To be done>
Copy out every one of the records below word for word.

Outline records
──────
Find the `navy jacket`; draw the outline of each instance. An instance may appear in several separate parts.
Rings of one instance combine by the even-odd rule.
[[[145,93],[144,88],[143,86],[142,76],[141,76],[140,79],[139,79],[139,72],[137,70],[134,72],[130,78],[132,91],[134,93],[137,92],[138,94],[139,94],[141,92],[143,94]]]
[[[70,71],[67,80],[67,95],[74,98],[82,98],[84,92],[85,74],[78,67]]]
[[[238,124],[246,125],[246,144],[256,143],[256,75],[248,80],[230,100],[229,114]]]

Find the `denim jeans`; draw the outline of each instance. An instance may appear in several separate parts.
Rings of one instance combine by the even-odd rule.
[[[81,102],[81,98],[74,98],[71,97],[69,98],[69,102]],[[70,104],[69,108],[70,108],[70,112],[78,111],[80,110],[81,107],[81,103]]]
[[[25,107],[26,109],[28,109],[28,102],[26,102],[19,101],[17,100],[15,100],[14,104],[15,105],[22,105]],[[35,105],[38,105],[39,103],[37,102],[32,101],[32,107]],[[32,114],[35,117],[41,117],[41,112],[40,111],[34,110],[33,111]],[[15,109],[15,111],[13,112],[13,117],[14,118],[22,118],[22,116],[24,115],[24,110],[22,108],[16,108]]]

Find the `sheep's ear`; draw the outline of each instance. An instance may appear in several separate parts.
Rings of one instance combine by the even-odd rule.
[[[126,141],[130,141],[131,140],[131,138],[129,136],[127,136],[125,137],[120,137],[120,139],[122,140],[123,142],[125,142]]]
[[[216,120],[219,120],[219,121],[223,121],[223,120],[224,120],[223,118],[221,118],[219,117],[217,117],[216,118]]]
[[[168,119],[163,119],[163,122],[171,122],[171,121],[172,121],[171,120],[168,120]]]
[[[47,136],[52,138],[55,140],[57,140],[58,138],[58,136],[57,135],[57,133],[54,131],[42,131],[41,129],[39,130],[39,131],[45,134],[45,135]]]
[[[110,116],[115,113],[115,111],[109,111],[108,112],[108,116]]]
──────
Response to this task>
Find the `navy jacket`; draw the outline of each instance. An instance may appear in several separate parts.
Rings of one instance combine by the even-odd rule.
[[[145,93],[144,88],[143,86],[142,76],[141,76],[140,79],[139,79],[139,72],[137,70],[134,72],[130,78],[132,91],[134,93],[137,92],[138,94],[139,94],[141,92],[143,94]]]
[[[70,71],[67,80],[67,95],[74,98],[82,98],[84,92],[85,74],[78,67]]]
[[[238,124],[246,125],[246,144],[256,143],[256,75],[248,80],[230,100],[229,114]]]

Find the `denim jeans`; draw the outline of each instance. An instance may appear in several separate parts.
Rings of one instance combine by the even-odd rule.
[[[81,102],[81,98],[74,98],[71,97],[69,98],[69,102]],[[70,104],[69,108],[70,108],[70,112],[78,111],[80,110],[81,107],[81,103]]]
[[[25,107],[26,109],[28,109],[28,102],[26,102],[19,101],[17,100],[15,100],[14,104],[15,105],[22,105]],[[35,105],[38,105],[39,103],[37,102],[32,101],[32,107]],[[32,114],[35,117],[41,117],[41,112],[40,111],[34,110],[33,111]],[[15,109],[15,111],[13,112],[13,117],[14,118],[22,118],[22,116],[24,115],[24,110],[22,108],[16,108]]]

Find the `sheep's ear`; draw the outline of each instance. An instance may appear in several separate parts.
Rings of one instance combine by the even-odd rule.
[[[126,141],[130,141],[131,140],[131,138],[129,136],[127,136],[125,137],[120,137],[120,139],[122,140],[123,142],[125,142]]]
[[[216,120],[219,120],[219,121],[223,121],[223,120],[224,120],[223,118],[221,118],[219,117],[217,117],[216,118]]]
[[[168,119],[163,119],[163,122],[171,122],[171,121],[172,121],[171,120],[168,120]]]
[[[47,136],[52,138],[55,140],[57,140],[58,138],[58,136],[57,135],[57,133],[54,131],[42,131],[41,129],[39,130],[39,131],[45,134],[45,135]]]
[[[110,116],[115,113],[115,111],[109,111],[108,112],[108,116]]]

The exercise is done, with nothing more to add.